DATA FOR ANALYSIS:
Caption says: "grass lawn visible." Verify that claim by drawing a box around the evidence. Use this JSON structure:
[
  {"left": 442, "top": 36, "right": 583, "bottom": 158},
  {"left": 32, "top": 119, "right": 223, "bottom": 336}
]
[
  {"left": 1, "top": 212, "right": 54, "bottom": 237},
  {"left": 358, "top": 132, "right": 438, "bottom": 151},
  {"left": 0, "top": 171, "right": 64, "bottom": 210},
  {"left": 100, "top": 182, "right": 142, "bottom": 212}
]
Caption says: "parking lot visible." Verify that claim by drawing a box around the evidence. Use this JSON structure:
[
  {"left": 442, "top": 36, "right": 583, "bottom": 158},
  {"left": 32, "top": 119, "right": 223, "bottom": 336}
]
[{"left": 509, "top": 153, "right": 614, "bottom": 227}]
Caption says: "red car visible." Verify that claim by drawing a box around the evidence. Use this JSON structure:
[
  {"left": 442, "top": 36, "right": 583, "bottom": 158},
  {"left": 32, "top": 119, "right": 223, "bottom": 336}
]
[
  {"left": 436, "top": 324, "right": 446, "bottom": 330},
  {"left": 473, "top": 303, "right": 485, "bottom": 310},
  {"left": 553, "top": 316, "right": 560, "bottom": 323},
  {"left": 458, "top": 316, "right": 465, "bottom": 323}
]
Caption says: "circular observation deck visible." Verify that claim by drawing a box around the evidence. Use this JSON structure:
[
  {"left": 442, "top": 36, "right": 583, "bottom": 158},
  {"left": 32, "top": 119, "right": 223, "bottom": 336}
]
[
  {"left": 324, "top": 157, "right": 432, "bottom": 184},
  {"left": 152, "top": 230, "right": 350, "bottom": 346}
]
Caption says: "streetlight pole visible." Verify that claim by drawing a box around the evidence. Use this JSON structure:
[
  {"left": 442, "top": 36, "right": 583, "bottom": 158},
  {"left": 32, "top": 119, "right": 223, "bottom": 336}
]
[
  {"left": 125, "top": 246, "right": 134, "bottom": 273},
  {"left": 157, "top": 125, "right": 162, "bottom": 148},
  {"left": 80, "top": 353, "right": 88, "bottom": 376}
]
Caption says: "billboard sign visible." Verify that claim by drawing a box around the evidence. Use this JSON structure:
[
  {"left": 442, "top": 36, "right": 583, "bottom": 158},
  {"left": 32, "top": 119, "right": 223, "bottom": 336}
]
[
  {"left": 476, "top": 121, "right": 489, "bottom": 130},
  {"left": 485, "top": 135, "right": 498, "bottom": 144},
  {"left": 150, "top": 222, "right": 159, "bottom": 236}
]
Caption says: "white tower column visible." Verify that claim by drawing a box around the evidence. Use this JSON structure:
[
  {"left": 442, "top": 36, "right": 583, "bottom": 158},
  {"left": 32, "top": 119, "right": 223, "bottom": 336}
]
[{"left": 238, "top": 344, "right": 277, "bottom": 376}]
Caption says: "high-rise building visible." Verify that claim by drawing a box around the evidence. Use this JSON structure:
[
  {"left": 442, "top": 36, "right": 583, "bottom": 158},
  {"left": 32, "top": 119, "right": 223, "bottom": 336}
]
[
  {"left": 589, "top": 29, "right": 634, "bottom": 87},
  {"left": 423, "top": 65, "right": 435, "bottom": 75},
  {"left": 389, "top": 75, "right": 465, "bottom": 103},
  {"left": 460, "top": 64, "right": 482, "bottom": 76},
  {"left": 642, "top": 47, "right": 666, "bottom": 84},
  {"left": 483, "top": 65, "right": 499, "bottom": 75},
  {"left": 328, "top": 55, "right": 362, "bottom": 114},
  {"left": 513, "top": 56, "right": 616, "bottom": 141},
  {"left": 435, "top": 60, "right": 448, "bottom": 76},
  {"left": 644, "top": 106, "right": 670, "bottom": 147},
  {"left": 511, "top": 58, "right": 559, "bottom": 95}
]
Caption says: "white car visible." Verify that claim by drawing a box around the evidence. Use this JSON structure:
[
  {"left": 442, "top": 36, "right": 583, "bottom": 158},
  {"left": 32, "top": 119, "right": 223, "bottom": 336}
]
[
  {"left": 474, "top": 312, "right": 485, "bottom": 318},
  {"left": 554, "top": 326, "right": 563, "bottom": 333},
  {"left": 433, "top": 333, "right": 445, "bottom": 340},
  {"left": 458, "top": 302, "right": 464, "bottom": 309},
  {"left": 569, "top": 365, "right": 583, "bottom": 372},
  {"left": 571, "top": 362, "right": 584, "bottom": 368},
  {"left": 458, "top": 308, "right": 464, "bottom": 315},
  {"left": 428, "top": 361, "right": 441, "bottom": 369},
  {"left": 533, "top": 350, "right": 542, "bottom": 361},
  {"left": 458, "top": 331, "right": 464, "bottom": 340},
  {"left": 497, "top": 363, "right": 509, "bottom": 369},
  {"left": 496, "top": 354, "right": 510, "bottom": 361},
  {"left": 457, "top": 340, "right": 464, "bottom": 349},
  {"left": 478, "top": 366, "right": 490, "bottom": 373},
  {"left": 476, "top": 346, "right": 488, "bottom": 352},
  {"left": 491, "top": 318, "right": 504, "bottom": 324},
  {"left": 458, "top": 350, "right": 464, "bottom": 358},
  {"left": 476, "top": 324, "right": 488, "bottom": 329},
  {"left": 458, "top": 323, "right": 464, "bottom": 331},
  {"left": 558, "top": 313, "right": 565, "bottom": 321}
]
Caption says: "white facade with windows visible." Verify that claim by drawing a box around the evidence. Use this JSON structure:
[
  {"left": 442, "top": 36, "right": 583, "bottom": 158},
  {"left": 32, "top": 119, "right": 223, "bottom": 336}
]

YOUR GOAL:
Return all entries exactly.

EXPECTED ANSWER:
Caption says: "grass lawn visible." Verify that claim by drawing a box around the evidence. Use this JSON structure:
[
  {"left": 442, "top": 36, "right": 583, "bottom": 158},
  {"left": 32, "top": 119, "right": 223, "bottom": 336}
]
[
  {"left": 1, "top": 212, "right": 54, "bottom": 237},
  {"left": 358, "top": 132, "right": 438, "bottom": 151},
  {"left": 0, "top": 171, "right": 64, "bottom": 210},
  {"left": 100, "top": 182, "right": 142, "bottom": 212}
]
Caption says: "parking lot visible." Verify that claim by drawing a box around the evidence. Use this JSON structure:
[
  {"left": 442, "top": 36, "right": 583, "bottom": 158},
  {"left": 32, "top": 119, "right": 223, "bottom": 336}
]
[{"left": 509, "top": 153, "right": 614, "bottom": 227}]
Caption says: "red car visible." Verify that claim by drawing a box around the evidence. Use this JSON structure:
[
  {"left": 442, "top": 36, "right": 583, "bottom": 158},
  {"left": 32, "top": 119, "right": 223, "bottom": 336}
]
[
  {"left": 436, "top": 324, "right": 446, "bottom": 330},
  {"left": 473, "top": 303, "right": 485, "bottom": 310},
  {"left": 553, "top": 316, "right": 560, "bottom": 323},
  {"left": 458, "top": 316, "right": 465, "bottom": 323}
]
Caption says: "circular observation deck visible." Verify that claim by drawing a box around the evidence. Use this JSON structure:
[
  {"left": 442, "top": 36, "right": 583, "bottom": 158},
  {"left": 32, "top": 119, "right": 223, "bottom": 336}
]
[
  {"left": 324, "top": 157, "right": 432, "bottom": 184},
  {"left": 152, "top": 230, "right": 350, "bottom": 346}
]
Caption says: "streetlight pole visible." Verify that claim by drawing a box around the evidence. Use this JSON structure:
[
  {"left": 442, "top": 36, "right": 583, "bottom": 158},
  {"left": 32, "top": 119, "right": 223, "bottom": 336}
]
[
  {"left": 125, "top": 246, "right": 134, "bottom": 273},
  {"left": 157, "top": 125, "right": 162, "bottom": 148},
  {"left": 80, "top": 353, "right": 88, "bottom": 376}
]
Caption says: "billboard sign visible." Verify that claim by drawing a box around the evidence. Use this JSON structure:
[
  {"left": 442, "top": 36, "right": 583, "bottom": 158},
  {"left": 32, "top": 119, "right": 223, "bottom": 336}
]
[
  {"left": 476, "top": 121, "right": 489, "bottom": 130},
  {"left": 485, "top": 135, "right": 498, "bottom": 144},
  {"left": 150, "top": 222, "right": 159, "bottom": 236}
]
Caption says: "white tower column visible." Verify that claim by drawing a box around the evidence. Use this JSON structure:
[
  {"left": 442, "top": 36, "right": 583, "bottom": 158},
  {"left": 32, "top": 119, "right": 223, "bottom": 336}
]
[{"left": 238, "top": 344, "right": 277, "bottom": 376}]
Caption says: "high-rise building visible." Verify that claim by drawing a box around the evidence. Use this JSON structure:
[
  {"left": 442, "top": 36, "right": 583, "bottom": 158},
  {"left": 32, "top": 119, "right": 223, "bottom": 336}
]
[
  {"left": 589, "top": 29, "right": 634, "bottom": 87},
  {"left": 423, "top": 65, "right": 435, "bottom": 75},
  {"left": 389, "top": 75, "right": 465, "bottom": 103},
  {"left": 460, "top": 64, "right": 482, "bottom": 76},
  {"left": 642, "top": 47, "right": 666, "bottom": 84},
  {"left": 483, "top": 65, "right": 499, "bottom": 75},
  {"left": 328, "top": 55, "right": 362, "bottom": 114},
  {"left": 513, "top": 56, "right": 616, "bottom": 141},
  {"left": 435, "top": 60, "right": 448, "bottom": 76},
  {"left": 644, "top": 106, "right": 670, "bottom": 147},
  {"left": 511, "top": 58, "right": 559, "bottom": 95}
]
Caption says: "white car visible." Verify that claim by drawing a box around the evidence. Use this JSON structure:
[
  {"left": 442, "top": 36, "right": 583, "bottom": 158},
  {"left": 32, "top": 119, "right": 223, "bottom": 336}
]
[
  {"left": 474, "top": 312, "right": 485, "bottom": 318},
  {"left": 554, "top": 326, "right": 563, "bottom": 333},
  {"left": 433, "top": 333, "right": 445, "bottom": 340},
  {"left": 458, "top": 302, "right": 464, "bottom": 309},
  {"left": 569, "top": 365, "right": 583, "bottom": 372},
  {"left": 571, "top": 362, "right": 584, "bottom": 368},
  {"left": 458, "top": 308, "right": 464, "bottom": 315},
  {"left": 428, "top": 361, "right": 441, "bottom": 369},
  {"left": 533, "top": 350, "right": 542, "bottom": 361},
  {"left": 458, "top": 331, "right": 464, "bottom": 340},
  {"left": 497, "top": 363, "right": 509, "bottom": 369},
  {"left": 496, "top": 354, "right": 510, "bottom": 361},
  {"left": 457, "top": 340, "right": 464, "bottom": 349},
  {"left": 478, "top": 366, "right": 490, "bottom": 373},
  {"left": 476, "top": 346, "right": 488, "bottom": 352},
  {"left": 491, "top": 318, "right": 504, "bottom": 324},
  {"left": 458, "top": 350, "right": 464, "bottom": 358},
  {"left": 476, "top": 324, "right": 488, "bottom": 329},
  {"left": 458, "top": 323, "right": 464, "bottom": 331},
  {"left": 558, "top": 313, "right": 565, "bottom": 321}
]
Caption says: "white facade with windows visible." Verify that claim by drawing a box around the evidence. Use this JSON structure:
[
  {"left": 442, "top": 36, "right": 583, "bottom": 158},
  {"left": 32, "top": 119, "right": 223, "bottom": 336}
]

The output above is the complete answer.